AIM OF THE EXERCISE: From the records below, copy each line that has the word "carved" in it.

**** DATA SHOWN

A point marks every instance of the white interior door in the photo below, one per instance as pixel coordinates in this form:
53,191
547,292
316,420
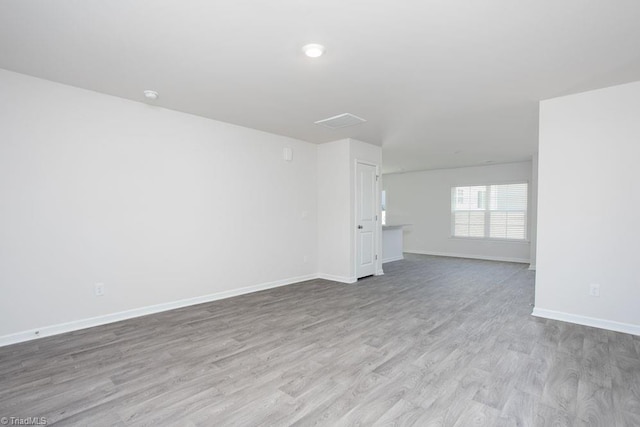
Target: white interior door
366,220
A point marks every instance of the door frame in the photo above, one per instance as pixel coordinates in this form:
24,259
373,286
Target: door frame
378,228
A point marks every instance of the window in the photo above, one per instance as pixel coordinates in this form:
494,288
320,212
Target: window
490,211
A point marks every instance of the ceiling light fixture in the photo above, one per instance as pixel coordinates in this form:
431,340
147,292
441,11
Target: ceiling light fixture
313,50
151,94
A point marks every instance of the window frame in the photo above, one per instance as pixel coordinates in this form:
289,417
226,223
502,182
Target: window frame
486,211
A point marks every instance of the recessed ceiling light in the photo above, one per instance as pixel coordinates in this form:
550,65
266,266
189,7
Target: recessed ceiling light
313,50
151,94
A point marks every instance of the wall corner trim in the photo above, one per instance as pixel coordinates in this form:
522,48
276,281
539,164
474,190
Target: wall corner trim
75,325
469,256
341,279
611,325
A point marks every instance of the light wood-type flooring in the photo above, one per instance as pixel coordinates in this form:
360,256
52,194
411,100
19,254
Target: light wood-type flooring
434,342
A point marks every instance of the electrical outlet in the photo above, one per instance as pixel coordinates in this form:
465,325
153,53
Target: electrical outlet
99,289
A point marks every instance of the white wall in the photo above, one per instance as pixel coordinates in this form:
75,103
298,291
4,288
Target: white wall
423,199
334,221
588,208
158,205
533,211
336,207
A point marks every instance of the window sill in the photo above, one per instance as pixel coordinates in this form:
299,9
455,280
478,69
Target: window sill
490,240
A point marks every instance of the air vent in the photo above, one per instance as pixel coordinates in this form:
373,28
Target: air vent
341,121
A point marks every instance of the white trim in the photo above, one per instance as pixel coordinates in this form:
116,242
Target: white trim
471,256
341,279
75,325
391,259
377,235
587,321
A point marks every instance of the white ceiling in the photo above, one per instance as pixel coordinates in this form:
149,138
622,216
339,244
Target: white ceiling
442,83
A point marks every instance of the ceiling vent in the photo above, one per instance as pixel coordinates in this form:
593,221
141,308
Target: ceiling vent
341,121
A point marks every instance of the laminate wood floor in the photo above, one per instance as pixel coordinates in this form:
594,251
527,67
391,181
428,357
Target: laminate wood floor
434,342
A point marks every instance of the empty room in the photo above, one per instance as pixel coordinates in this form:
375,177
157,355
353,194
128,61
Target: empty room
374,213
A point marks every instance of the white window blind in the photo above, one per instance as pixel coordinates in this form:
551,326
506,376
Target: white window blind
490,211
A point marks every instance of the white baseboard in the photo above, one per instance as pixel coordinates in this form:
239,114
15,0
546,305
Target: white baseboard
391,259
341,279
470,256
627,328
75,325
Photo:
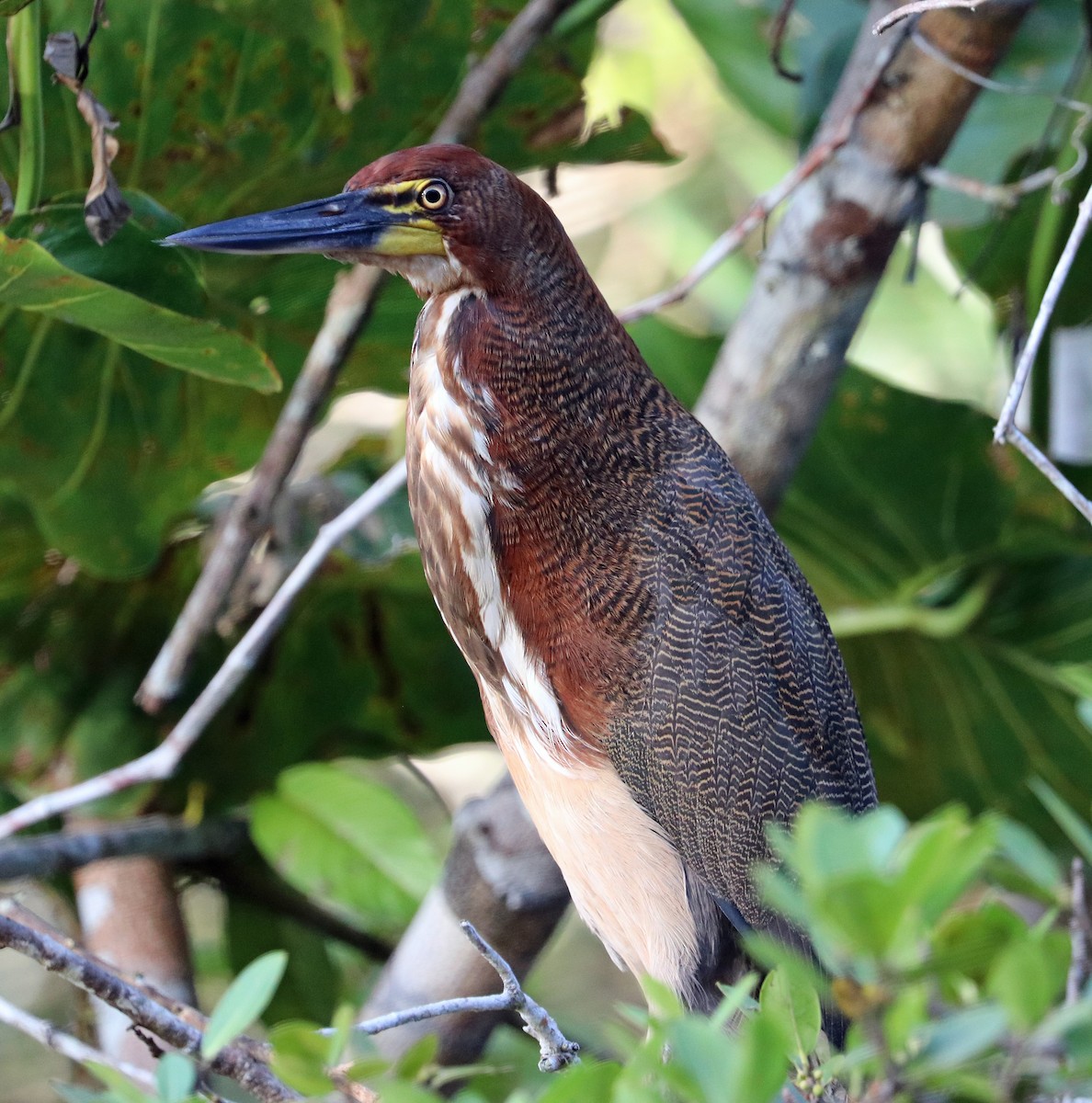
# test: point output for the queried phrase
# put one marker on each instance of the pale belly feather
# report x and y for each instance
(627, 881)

********
**** DATA SHOWN

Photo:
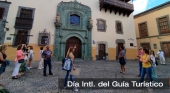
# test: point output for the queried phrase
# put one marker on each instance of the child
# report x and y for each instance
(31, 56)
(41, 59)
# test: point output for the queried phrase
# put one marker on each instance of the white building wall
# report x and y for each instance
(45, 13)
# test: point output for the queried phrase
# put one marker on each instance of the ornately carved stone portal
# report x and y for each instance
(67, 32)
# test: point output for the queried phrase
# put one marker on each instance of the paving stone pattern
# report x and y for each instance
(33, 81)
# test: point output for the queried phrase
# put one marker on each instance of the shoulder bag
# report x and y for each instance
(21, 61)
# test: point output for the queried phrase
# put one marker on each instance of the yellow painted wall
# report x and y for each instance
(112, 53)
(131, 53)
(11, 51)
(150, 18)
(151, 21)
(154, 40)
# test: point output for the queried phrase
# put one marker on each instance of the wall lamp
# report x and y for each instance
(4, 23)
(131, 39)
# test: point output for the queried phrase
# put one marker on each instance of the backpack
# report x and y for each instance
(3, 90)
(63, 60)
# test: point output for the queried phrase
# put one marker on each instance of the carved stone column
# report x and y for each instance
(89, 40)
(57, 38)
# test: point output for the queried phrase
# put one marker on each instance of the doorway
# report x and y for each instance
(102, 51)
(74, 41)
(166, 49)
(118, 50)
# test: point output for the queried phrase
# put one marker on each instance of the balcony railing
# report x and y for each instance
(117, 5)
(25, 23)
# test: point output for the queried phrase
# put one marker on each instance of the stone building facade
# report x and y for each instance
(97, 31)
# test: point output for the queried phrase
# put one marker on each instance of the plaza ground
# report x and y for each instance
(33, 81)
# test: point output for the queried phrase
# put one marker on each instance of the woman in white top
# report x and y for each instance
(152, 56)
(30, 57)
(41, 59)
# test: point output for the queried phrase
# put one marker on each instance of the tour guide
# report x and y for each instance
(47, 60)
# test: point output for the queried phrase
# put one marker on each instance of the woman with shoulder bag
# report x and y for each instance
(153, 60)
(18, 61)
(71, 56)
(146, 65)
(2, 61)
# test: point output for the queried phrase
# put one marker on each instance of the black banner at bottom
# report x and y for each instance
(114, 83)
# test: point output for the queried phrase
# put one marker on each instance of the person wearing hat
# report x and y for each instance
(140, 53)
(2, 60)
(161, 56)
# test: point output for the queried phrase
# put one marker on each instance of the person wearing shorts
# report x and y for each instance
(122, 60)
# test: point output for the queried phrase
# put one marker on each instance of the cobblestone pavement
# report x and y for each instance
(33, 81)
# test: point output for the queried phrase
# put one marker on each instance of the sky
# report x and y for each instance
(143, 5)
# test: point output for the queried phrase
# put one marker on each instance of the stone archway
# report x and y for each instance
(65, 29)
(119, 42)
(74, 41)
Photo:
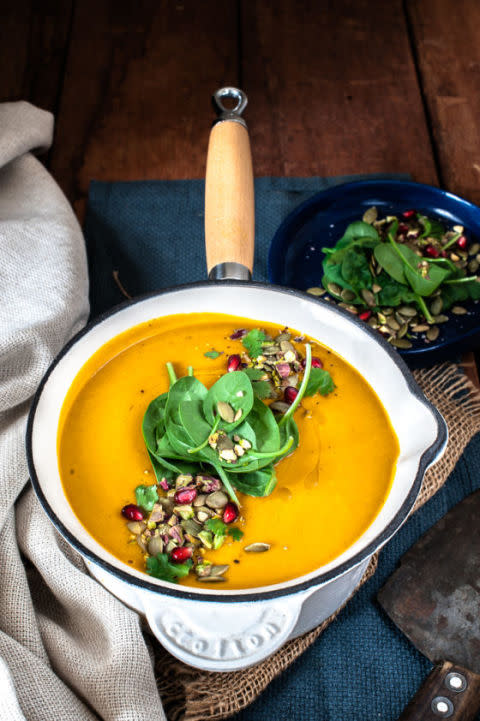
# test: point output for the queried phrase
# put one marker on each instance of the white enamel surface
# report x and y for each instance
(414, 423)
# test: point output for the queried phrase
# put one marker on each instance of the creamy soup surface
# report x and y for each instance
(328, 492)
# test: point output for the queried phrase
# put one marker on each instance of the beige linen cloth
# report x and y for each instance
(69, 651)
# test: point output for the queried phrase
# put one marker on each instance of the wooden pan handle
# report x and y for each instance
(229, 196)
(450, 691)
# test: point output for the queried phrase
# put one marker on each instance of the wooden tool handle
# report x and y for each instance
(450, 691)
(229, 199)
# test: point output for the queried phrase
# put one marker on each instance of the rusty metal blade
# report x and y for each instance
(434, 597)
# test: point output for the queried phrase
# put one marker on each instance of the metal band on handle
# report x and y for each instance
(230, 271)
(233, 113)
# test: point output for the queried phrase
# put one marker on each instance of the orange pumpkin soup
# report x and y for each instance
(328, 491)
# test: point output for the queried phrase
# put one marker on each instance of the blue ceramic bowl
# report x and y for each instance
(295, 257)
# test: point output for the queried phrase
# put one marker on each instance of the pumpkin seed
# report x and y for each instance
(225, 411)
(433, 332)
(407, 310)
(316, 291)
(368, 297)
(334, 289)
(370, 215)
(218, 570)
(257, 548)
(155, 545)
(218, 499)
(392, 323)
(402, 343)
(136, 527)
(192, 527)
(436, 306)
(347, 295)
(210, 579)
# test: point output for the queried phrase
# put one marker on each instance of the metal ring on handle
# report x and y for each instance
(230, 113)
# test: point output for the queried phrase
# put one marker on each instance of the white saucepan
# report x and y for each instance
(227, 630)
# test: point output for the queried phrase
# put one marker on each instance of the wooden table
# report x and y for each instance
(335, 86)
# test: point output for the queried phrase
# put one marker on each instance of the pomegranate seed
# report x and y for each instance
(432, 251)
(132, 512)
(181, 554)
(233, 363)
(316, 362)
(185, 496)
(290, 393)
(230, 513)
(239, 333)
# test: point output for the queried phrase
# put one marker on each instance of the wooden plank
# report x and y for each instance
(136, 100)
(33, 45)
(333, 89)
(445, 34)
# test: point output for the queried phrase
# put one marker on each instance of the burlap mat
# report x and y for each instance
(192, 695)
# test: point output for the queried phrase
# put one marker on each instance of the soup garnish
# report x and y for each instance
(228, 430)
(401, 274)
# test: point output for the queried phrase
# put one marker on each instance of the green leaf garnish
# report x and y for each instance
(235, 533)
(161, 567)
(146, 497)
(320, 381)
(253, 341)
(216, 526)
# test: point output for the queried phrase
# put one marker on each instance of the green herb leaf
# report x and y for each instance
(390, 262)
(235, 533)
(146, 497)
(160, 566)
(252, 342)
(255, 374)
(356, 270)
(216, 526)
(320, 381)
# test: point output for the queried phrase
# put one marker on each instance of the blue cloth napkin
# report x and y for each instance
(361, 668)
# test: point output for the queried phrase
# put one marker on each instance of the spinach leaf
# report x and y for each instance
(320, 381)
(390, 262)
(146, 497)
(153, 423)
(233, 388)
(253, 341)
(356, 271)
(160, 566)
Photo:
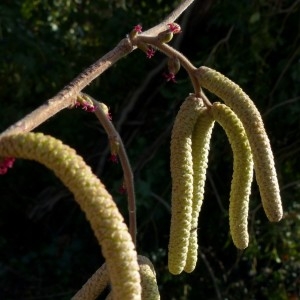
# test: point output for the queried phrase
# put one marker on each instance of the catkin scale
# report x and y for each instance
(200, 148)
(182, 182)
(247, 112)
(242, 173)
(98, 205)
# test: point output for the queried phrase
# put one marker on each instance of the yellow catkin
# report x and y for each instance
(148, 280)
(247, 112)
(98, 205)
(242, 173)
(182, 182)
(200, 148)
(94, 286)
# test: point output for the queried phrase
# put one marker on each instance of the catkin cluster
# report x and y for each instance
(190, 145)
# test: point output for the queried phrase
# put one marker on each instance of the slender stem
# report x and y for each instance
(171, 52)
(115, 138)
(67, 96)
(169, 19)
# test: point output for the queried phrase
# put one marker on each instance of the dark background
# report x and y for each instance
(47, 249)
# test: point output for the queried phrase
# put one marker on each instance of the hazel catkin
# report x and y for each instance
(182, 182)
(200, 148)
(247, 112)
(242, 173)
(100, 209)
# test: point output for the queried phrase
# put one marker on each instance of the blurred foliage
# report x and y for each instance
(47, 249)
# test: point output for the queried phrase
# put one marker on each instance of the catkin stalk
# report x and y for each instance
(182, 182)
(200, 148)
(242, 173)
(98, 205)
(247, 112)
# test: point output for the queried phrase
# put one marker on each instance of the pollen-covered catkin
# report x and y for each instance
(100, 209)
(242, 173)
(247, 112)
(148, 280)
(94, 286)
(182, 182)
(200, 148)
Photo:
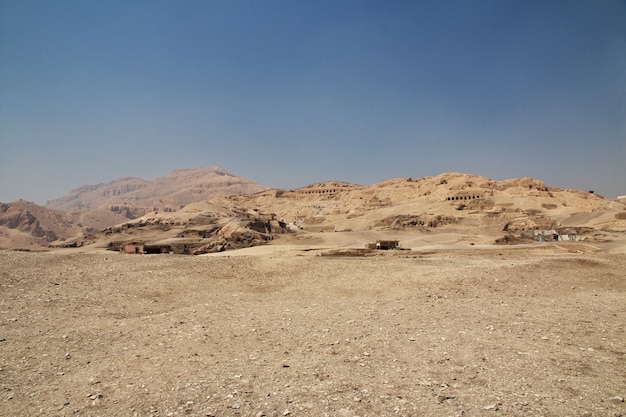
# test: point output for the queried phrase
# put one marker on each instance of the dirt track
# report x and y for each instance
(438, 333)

********

RESULT OF THE TASK:
# put one marker on each instance of the ornately carved stone portal
# put one marker on each instance of the carved stone column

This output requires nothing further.